■ **FRAGMENT TEKSTU**:
- - - - - - -

Co dwie partie, to nie jedna?

Rzucona przez Zbigniewa Ziobrę propozycja stworzenia po prawej stronie duetu partii jest świetną okazją do jeszcze jednej refleksji nad wynikiem wyborów. Nie raz zadawano mi w ostatnich tygodniach pytanie, dlaczego rządowa koalicja, pomimo spadku poparcia, zdołała zachować większość. Dlaczego PO straciła znacznie mniej mandatów niż PiS, przy porównywalnym spadku procentowym?
O niebanalnych efektach stosowania systemu d’Hondta przy podziale 460 mandatów w 41 okręgach, pisałem jeszcze przed wyborami. Dziś wypada wrócić do opisanego tam modelu i sprawdzić, czy pasuje do tegorocznych danych.
Wykres pokazuje, jaki ostateczny wpływ na liczbę otrzymywanych przez partię mandatów mają trzy czynniki – próg wyborczy, różna waga głosu w okręgach oraz bonusy za kolejność w okręgach. Te trzy czynniki odpowiadają za modyfikacje wyniku wyborów od czystego udziału w liczbie zdobytych głosów do liczby otrzymanych mandatów. Dla porównania po lewej sytuacja z 2007 roku (powiększa się po kliknięciu):
 

Jak  widać, model pasuje minimalnie tylko słabiej niż w 2007 roku. Gdzieś przy zaokrąglaniu głosów PO miała trochę szczęścia i dostała 3 mandaty więcej kosztem PSL. Ta niewielka frustracja ludowców nie zmienia jednak faktu, że pojawienie się piątej partii, zgodnie z wyliczeniami Schustera i kolegów, zwiększa nagrodę dla zwycięzcy wyborów. W 2007 roku PO, przy identycznej liczbie zwycięstw w okręgach, dostała z tego tytułu dodatkowe 15 mandatów. W 2011 – już prawie 20. PSL zaś nie dostał z tytułu kolejności mniej, bo nieuchronnie większa strata „peletonu” rozłożyła się teraz na trzy partie, nie zaś na dwie. Łączna nagroda PiS też urosła – z prawie 18 mandatów na prawie 20, tym niemniej dystans do zwycięzcy się powiększył. Straty skrupiły się na lewicy – straciwszy „na wejściu” jakąś jedną trzecią, SLD „na wyjściu” otrzymał połowę tego, co przed czterema laty.

- - - - - - -

■ **DANE WEJŚCIOWE**:
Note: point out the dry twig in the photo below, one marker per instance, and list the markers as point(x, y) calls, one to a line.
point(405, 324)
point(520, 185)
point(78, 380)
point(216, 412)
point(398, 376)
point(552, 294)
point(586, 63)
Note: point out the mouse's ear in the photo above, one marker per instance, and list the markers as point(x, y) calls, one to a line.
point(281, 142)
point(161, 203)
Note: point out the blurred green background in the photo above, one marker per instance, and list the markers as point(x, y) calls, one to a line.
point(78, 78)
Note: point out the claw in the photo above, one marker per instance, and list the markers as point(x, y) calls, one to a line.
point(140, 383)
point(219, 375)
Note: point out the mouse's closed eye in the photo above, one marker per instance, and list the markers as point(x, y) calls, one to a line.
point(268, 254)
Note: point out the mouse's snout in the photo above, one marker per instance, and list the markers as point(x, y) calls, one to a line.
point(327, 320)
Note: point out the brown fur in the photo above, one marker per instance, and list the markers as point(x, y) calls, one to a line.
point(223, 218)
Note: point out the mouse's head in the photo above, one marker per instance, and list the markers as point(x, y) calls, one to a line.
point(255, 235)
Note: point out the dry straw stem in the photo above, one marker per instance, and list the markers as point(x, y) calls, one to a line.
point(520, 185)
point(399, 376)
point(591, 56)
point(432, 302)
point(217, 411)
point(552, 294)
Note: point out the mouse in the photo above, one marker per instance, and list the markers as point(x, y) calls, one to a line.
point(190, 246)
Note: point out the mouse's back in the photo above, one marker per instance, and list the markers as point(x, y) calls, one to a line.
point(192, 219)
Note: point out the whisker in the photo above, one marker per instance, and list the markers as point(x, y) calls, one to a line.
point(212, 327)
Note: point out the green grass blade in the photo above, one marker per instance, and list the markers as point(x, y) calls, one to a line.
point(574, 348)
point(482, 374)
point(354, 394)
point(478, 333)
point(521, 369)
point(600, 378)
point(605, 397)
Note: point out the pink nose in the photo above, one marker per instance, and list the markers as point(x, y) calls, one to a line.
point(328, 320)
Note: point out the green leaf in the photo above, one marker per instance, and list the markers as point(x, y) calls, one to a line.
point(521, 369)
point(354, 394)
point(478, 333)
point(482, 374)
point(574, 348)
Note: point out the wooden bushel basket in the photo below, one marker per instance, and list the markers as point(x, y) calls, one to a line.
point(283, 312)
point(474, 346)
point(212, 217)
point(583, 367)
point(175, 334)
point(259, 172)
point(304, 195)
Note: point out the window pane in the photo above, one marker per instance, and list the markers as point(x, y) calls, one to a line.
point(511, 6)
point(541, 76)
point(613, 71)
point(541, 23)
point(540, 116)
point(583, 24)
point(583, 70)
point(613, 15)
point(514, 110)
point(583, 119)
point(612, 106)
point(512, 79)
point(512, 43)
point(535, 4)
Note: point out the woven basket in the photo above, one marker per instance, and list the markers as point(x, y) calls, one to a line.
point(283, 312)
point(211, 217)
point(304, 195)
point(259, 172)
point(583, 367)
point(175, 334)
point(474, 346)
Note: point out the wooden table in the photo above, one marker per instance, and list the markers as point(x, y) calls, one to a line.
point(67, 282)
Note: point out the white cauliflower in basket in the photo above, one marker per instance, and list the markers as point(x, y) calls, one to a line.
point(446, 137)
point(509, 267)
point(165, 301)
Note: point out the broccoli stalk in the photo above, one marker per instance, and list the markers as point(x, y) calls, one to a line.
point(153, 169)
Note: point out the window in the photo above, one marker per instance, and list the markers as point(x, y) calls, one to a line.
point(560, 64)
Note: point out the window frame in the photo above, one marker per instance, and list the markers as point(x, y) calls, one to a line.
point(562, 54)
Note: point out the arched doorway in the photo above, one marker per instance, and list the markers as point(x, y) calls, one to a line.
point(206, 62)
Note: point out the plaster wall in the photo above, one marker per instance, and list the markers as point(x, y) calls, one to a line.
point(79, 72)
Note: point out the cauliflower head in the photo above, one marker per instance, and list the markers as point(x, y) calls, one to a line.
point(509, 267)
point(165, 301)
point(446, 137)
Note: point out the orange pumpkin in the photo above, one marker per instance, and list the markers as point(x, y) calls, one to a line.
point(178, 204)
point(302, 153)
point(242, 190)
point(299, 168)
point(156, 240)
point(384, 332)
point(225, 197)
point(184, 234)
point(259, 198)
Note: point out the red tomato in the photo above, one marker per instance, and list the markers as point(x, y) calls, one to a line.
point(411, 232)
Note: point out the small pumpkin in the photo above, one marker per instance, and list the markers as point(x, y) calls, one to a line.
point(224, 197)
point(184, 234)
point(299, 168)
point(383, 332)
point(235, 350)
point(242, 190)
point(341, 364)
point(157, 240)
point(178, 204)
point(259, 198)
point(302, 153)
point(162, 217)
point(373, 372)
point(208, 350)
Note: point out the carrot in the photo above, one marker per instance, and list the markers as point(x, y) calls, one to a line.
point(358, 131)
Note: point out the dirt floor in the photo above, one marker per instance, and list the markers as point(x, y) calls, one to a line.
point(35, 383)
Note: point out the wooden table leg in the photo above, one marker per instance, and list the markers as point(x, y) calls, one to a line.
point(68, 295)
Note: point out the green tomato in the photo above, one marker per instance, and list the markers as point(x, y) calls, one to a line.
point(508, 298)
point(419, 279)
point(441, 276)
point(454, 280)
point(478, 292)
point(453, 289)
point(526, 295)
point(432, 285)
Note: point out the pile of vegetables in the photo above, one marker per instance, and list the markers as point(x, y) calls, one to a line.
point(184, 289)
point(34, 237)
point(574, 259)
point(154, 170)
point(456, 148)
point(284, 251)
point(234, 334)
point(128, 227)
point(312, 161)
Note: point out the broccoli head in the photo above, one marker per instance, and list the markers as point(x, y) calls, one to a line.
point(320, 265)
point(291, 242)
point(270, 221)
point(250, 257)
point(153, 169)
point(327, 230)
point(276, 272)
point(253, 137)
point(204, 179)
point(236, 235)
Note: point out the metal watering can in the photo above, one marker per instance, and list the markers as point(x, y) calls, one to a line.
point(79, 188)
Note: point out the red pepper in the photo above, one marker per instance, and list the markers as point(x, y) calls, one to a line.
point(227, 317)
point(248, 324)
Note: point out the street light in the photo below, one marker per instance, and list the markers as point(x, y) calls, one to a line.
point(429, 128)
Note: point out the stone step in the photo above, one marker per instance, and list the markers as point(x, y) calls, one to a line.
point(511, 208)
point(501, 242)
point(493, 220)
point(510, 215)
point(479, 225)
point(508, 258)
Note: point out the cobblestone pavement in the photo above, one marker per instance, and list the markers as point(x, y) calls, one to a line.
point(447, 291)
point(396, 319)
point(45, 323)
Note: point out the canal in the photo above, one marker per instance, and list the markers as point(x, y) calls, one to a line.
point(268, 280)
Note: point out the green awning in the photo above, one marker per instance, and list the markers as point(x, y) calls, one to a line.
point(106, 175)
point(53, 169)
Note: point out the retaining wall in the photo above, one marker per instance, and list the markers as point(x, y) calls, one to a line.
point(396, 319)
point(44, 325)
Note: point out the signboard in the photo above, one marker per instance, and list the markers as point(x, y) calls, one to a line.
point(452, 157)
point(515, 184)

- - - - - - -

■ **SZCZEGÓŁY ZADANIA**: Powtórz dosłownie fragment tekstu o podziale mandatów, od słów „Rzucona przez Zbigniewa” aż do słów „porównywalnym spadku procentowym?” włącznie.

■ **ODPOWIEDŹ DO ĆWICZENIA**:
Rzucona przez Zbigniewa Ziobrę propozycja stworzenia po prawej stronie duetu partii jest świetną okazją do jeszcze jednej refleksji nad wynikiem wyborów. Nie raz zadawano mi w ostatnich tygodniach pytanie, dlaczego rządowa koalicja, pomimo spadku poparcia, zdołała zachować większość. Dlaczego PO straciła znacznie mniej mandatów niż PiS, przy porównywalnym spadku procentowym?